■ Excerpted text
# hog hunting with bow?



## dnnymcdnl (Oct 10, 2009)

new to the bow hunting world and am wondering where the best place to shoot a hog is with a bow. Is there a difference in where you shoot them depending on size?


----------



## AR_Headhunter (Aug 17, 2009)

Here you go.


----------



## 12 Gage (Oct 1, 2009)

The difference between hogs and deer is that the heart is protected more by the shoulder, where you almost want to aim at the middle of the shoulder, unless you've got a quartering away shot in order to get a good kill shot.

Could've told you that in person, but you didn't ask ... chump!


----------



## BigKelly (Mar 16, 2009)

Here's a link to a site that shows the EXACT LOCATION of a hog's heart/lung area.... along with the rest of it:

http://www.texasboars.com/anatomy.html:thumbs_up


----------



## 05_sprcrw (Aug 18, 2009)

Here is a link to a thread I started on the same thing, there is some good info on it.

■ Recorded data
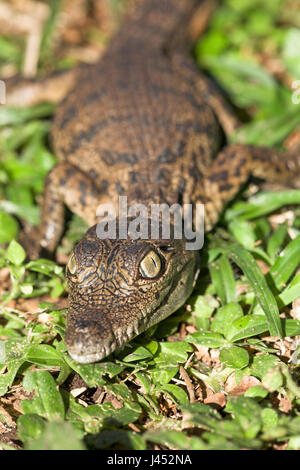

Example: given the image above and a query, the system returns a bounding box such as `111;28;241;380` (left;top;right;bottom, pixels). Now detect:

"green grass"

■ Work to do
1 – Please copy from the hog hunting thread the passage from "The difference between" up to and including "ask ... chump!".
2 – Translate this sentence from the hog hunting thread into Spanish: "Is there a difference in where you shoot them depending on size?"
3 – Extend the hog hunting thread, picking up right after its last sentence.

■ Outputs for the tasks
1 –
The difference between hogs and deer is that the heart is protected more by the shoulder, where you almost want to aim at the middle of the shoulder, unless you've got a quartering away shot in order to get a good kill shot.

Could've told you that in person, but you didn't ask ... chump!

2 – ¿Hay alguna diferencia en dónde dispararles según su tamaño?

3 –
I am subscribing to this one to I want to learn as much I as I can about hog hunting before I go in april.

Bow hunting hogs?


----------



## gman-bow (Oct 29, 2009)

I would like to kill a hog with my bow.


----------



## 12 Gage (Oct 1, 2009)

*broadheads too*

I've been listening to some folks talk about which broadheads to use for hogs as well. Big difference btween them and deer when it comes to penetrating.

I've had several folks tell me to use a two-blade cut-on-contact broadhead. But I've had a few tell me that it needs to have a chisel-point to break through the bone.

I'm leaning toward the cut-on-contact to get through the hog's coarse hair and tough skin. But I can see the argument with the chisel-point too. Either way, I've got both.

Thoughts? Experience?


----------



## tescobedo (Sep 13, 2009)

I've killed them with Bear Razorheads, Grizzlies, Thunderheads, and Muzzies.

As long as they're sharp and in the pumphouse they'll die quickly.

I don't shoulder hug large boars because the probability of pass throughs is reduced. I like two bleeding holes so I try to slip in just behind it.

Your mileage may vary, so my opinion is worth what you paid for it =)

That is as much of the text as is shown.